That said, none of these caveats undercut this central finding: a surprisingly large number of Americans have a misdemeanor conviction, with (as this report will show) serious consequences. Even if the misdemeanor population were half as high as is estimated here — in the 20 million range, for example, due to a higher than expected rate of intra-year recidivism — the total would remain shocking, and the policy implications would be unchanged. Research on the misdemeanor system is in its earliest phases. Hopefully, this estimate will lead people to undertake the data collection efforts needed to support further research and will be refined in future studies.

This analysis offers a way of understanding the scale of mass incarceration in the United States that is more detailed than past research. Of the more than 70 million people with a criminal record today, tens of millions have experienced some of the most severe sanctions known to the criminal justice system — imprisonment or conviction of a felony. And tens of millions more must contend with the stigma of a misdemeanor conviction, which, while less severe, still harms one’s ability to find a stable job.

Exercise requirements =
A – Rewrite the passage on misdemeanor convictions, starting with "That said, none" and going on through "in future studies.", with "shocking" replaced by "alarming".
B – List each distinct figure stated in millions in the passage on misdemeanor convictions.

Record set =
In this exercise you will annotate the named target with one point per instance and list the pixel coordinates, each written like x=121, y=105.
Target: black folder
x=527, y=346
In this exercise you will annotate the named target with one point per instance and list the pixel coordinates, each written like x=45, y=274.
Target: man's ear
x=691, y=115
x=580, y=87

...

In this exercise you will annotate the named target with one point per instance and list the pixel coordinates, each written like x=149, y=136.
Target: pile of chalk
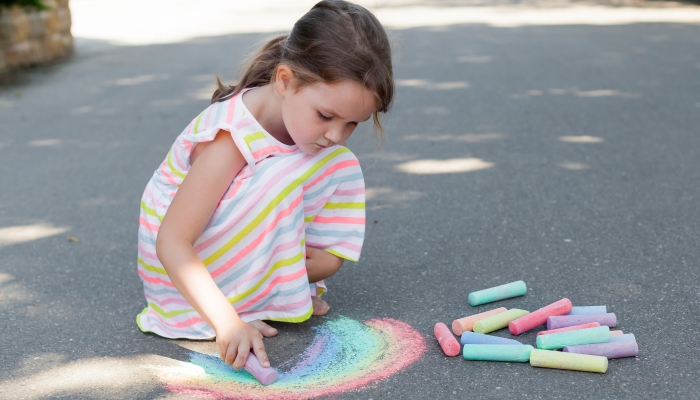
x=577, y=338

...

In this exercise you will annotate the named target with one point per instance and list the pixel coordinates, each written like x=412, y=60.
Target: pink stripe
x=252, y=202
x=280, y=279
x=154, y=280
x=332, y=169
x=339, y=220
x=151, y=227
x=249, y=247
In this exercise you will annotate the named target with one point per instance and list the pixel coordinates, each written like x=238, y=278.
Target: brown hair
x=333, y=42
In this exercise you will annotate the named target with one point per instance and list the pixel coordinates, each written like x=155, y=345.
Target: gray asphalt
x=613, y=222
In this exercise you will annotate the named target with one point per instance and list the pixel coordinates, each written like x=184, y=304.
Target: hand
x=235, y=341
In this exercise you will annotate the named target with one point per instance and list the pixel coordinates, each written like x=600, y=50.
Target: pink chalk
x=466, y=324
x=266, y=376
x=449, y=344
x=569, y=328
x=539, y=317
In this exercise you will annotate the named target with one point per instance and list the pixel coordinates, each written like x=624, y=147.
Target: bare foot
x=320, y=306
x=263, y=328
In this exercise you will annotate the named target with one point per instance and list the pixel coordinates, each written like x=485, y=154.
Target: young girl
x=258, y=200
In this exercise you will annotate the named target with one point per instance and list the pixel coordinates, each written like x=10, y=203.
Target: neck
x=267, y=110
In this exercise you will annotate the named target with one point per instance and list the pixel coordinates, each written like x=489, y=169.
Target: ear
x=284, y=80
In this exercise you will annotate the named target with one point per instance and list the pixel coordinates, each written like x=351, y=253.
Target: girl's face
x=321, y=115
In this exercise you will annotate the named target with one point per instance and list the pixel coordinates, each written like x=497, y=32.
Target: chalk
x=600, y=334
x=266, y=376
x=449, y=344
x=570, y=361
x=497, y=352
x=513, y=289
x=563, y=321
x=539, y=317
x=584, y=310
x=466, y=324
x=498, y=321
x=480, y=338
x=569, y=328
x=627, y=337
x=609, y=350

Worked solutions =
A –
That said, none of these caveats undercut this central finding: a surprisingly large number of Americans have a misdemeanor conviction, with (as this report will show) serious consequences. Even if the misdemeanor population were half as high as is estimated here — in the 20 million range, for example, due to a higher than expected rate of intra-year recidivism — the total would remain alarming, and the policy implications would be unchanged. Research on the misdemeanor system is in its earliest phases. Hopefully, this estimate will lead people to undertake the data collection efforts needed to support further research and will be refined in future studies.

B –
- 20 million
- more than 70 million
- tens of millions